• Supplied data:
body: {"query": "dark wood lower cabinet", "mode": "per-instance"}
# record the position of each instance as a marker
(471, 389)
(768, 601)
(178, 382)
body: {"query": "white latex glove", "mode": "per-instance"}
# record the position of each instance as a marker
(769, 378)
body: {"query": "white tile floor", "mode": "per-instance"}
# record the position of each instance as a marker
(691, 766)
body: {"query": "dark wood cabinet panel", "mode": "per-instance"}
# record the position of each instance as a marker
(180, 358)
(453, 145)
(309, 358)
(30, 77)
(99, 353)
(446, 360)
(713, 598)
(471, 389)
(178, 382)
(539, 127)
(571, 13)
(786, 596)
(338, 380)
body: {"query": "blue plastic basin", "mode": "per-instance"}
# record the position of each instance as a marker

• Problem requirements: Using the material above, please reproduce each line exactly.

• Output:
body: {"query": "dark wood lower cabinet", "mode": "per-instance"}
# record the position of each instance as a marker
(471, 389)
(768, 601)
(178, 382)
body: {"query": "white latex glove", "mode": "per-instance"}
# record the position of each instance as a marker
(769, 378)
body: {"query": "white tile floor", "mode": "per-instance"}
# record the position of each instance as a marker
(691, 766)
body: {"query": "dark wood cabinet panel", "mode": "per-instance"}
# record the position of each instance as a marker
(180, 358)
(453, 145)
(309, 358)
(30, 77)
(99, 353)
(446, 360)
(713, 598)
(471, 389)
(178, 382)
(539, 127)
(571, 13)
(786, 596)
(338, 380)
body: {"query": "blue plastic basin", "mode": "per-instance"}
# record the position of each instance as a marker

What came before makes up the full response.